*EXERCISE*
Reproduce verbatim every line below, from the very first down to the line containing "column 300, row 205", including both of those lines.

*MATERIAL SUPPLIED*
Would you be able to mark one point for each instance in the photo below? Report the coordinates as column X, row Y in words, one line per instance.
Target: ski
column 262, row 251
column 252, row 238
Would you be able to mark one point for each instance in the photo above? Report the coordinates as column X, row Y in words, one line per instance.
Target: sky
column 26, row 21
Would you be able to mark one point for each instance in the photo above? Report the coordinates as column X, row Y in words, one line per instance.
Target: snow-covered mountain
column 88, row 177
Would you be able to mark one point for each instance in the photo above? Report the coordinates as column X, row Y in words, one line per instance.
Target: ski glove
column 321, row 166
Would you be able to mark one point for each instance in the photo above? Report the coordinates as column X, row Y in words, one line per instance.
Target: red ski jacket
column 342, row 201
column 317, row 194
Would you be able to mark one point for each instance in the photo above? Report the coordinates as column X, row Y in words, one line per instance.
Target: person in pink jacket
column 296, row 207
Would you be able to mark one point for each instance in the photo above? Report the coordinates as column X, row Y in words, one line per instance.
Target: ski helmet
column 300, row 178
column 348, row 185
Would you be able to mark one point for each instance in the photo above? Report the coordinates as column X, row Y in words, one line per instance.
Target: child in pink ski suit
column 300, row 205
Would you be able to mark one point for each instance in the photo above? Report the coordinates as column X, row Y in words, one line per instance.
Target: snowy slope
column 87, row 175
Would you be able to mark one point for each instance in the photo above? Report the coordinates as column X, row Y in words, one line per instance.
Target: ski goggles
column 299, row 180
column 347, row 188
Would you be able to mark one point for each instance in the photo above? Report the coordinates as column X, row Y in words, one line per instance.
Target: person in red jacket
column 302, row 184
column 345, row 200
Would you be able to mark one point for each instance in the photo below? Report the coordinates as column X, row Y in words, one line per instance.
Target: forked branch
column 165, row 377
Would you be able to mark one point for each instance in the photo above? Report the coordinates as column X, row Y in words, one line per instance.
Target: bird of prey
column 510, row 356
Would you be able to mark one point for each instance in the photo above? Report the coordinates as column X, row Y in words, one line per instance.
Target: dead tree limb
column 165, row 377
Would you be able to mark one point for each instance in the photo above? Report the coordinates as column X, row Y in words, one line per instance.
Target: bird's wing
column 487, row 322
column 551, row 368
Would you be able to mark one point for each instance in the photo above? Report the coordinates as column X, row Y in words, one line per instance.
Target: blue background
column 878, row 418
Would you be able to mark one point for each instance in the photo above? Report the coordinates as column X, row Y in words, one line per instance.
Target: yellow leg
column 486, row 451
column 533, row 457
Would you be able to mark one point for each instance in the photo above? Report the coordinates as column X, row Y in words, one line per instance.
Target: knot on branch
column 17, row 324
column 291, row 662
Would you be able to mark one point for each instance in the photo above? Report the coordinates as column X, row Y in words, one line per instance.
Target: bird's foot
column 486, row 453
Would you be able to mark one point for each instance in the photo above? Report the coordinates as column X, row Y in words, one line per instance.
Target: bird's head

*WRITTEN REPLY*
Would you be able to mark one point for each instance in the photo below? Report the coordinates as column X, row Y in words, one line per instance.
Target: ski
column 262, row 251
column 252, row 238
Would you be able to mark one point for each instance in the photo above? Report the coordinates as column X, row Y in words, one line per instance.
Target: sky
column 26, row 21
Would you be able to mark one point for each instance in the photo above? Report the coordinates as column X, row Y in words, one line per instance.
Target: snow-covered mountain
column 88, row 177
Would you be able to mark one point for each instance in the photo above? Report the coordinates as column X, row Y in words, one line per instance.
Target: ski glove
column 321, row 166
Would you be able to mark one point for each instance in the photo above? Report the coordinates as column X, row Y in words, one line per instance.
Target: red ski jacket
column 342, row 201
column 317, row 194
Would you be able to mark one point for each instance in the photo above? Report the coordinates as column X, row Y in words, one line per instance.
Target: person in pink jacket
column 296, row 207
Would you be able to mark one point for each instance in the photo above? Report the coordinates as column X, row Y in words, one line per instance.
Target: ski helmet
column 300, row 178
column 348, row 185
Would you be able to mark one point for each instance in the photo above? Report the coordinates as column X, row Y in words, one line per instance.
Target: child in pink ski suit
column 300, row 205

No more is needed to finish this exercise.